**Article**.

Some older ones have a bit of gold in the magnetron.
Almost worth taking apart.


----------



## Anonymous (Apr 15, 2010)

machiavelli976 said:


> warning ! do not plug under any circumstances the separated trafo with its secondary coil "in the air". moist athmosphere allows violent dischargings cause the 2000 volts are followed by 4-5 thousands volts peaks because of self induction. i have bad recalls and nasty scars on my fingers because of that. and i didn't touch anything !



Powering the transformer without removing the grounded secondary from the core lamination will light you up, since the lamination are no longer grounded and not limited by the diodes.

Jim


----------



## kakolako (Apr 16, 2010)

next time i come across an old one ill definitely take a look, thanx guys.


----------



## butcher (Apr 16, 2010)

also take precaution's with capacitor.


----------



## texan (Apr 16, 2010)

A lot of folks are clueless as to the individual function of most electronic components. Capacitors are designed to store an electrical charge and heavy electrolitic capacitors such as in microwaves can keep a charge for a long time...sometimes days or weeks. It is general practice to short both sides of a capacitor to ground before working around it. Once you have picked yourself up off the floor...wall...ceiling....etc after being bit by what you thought was a discharged capacitor you will understand the principle involved.

Texan


----------



## Chumbawamba (Apr 21, 2010)

As others have already mentioned, the best stuff in microwave ovens is the copper. I've never found a magnetotron with gold in it but then I've never dug down deep. Where would one find potential gold in an old magnetotron? I took apart perhaps the oldest microwave I've ever disassembled a couple weeks ago and the magnetotron was definitely an older one, with a glass tube at the top sporting a thick copper "filament" inside. I kept it as a historical relic.

All microwaves have silver. The contact points on the various relays are one source, and the keypad laminate has silver traces. Older microwaves have better relays with beefier silver contact points. On the old one I referenced above, the door handle latch had something like 8 contacts in the mechanism (lots of redundancy).


----------



## pinwheel (Apr 28, 2010)

Records

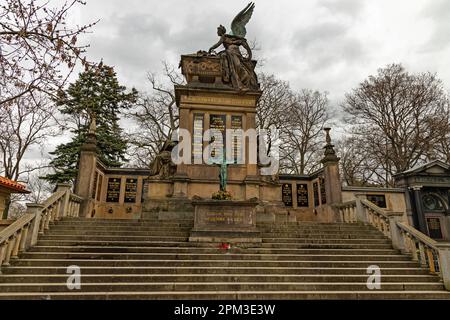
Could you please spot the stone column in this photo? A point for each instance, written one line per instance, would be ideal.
(35, 209)
(396, 237)
(444, 263)
(64, 207)
(86, 171)
(420, 216)
(332, 178)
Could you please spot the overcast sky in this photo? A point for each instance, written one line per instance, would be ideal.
(326, 45)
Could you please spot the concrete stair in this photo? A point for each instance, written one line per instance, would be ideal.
(151, 259)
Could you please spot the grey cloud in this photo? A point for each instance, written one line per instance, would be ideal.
(326, 44)
(438, 12)
(344, 7)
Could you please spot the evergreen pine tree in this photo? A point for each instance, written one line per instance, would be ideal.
(97, 91)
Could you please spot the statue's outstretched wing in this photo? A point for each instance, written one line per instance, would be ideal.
(242, 18)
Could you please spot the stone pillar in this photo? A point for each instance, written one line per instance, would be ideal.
(361, 214)
(86, 171)
(64, 207)
(35, 209)
(420, 216)
(396, 237)
(331, 172)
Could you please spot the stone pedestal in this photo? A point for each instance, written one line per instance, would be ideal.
(225, 221)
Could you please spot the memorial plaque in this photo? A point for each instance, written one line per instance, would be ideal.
(130, 190)
(218, 122)
(323, 193)
(286, 191)
(197, 141)
(99, 188)
(302, 195)
(113, 191)
(377, 199)
(94, 185)
(144, 189)
(236, 135)
(225, 221)
(316, 194)
(434, 228)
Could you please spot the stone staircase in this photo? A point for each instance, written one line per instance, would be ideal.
(150, 259)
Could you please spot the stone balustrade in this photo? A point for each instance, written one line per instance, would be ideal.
(433, 255)
(23, 233)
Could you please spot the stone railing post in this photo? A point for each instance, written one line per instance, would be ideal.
(64, 207)
(361, 214)
(395, 233)
(444, 263)
(35, 209)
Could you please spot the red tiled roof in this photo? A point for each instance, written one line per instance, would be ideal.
(13, 185)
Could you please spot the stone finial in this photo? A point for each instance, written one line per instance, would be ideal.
(330, 153)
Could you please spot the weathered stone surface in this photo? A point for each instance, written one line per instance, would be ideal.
(225, 221)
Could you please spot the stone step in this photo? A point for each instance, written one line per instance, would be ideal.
(119, 233)
(324, 240)
(124, 221)
(119, 228)
(232, 295)
(278, 270)
(328, 245)
(111, 238)
(50, 236)
(208, 256)
(175, 233)
(177, 244)
(230, 277)
(323, 235)
(223, 262)
(136, 249)
(216, 286)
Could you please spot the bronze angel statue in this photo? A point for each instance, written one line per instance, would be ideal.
(237, 69)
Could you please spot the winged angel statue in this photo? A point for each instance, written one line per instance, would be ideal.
(237, 69)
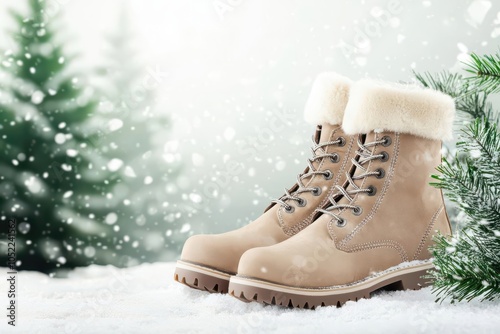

**Goal A**. Print the portion of the forum thread on salvaging microwave ovens that opens with the words containing "## butcher (Apr" and closes with "the principle involved.".
**Goal B**. Carry on the forum thread on salvaging microwave ovens from the point at which it stops.
The data were drawn from a source separate from the text.

**Exercise answer A**.
## butcher (Apr 16, 2010)

also take precaution's with capacitor.


----------



## texan (Apr 16, 2010)

A lot of folks are clueless as to the individual function of most electronic components. Capacitors are designed to store an electrical charge and heavy electrolitic capacitors such as in microwaves can keep a charge for a long time...sometimes days or weeks. It is general practice to short both sides of a capacitor to ground before working around it. Once you have picked yourself up off the floor...wall...ceiling....etc after being bit by what you thought was a discharged capacitor you will understand the principle involved.

**Exercise answer B**.
Base metals found in a microwave:

1. Motors: Usually about 5 motors. Do not forget the one hiding on top. Strip all motors of their copper.
2. Brass biscuit (Almost weightless)
3. Aluminum and steel chamber that also contains a #2 copper wire and a copper tube on the inside. Hammer case open to get at it.
4. Low quality circuit board.
5. #2 wire (copper)
6. #2 wire cord
7. Steel case

All up these scrap out at about $5 and take about 5 minutes to sort. No waste. Leave glass inside steel chamber for weight.


----------



## Chumbawamba (Apr 29, 2010)

Finding any significant aluminum in microwave ovens is pretty rare with modern models. Older models might have some in the trim. The main exception being the aluminum heatsink fins on the magnetotron, but liberating those is too much work. It's better to pile those up and sell as dirty aluminum, or as magnetotrons for experimenters.

The main money is probably in the transformer, and the copper wire, including the power cord.

The good stuff is the silver traces on the keypad mylar and the contacts in the numerous high-voltage switches and relays that are always found in a microwave oven. I strip out the mylar and add it to my "low yield" bucket. I pull all the relays and extract the contact points.


----------



## machiavelli976 (Apr 29, 2010)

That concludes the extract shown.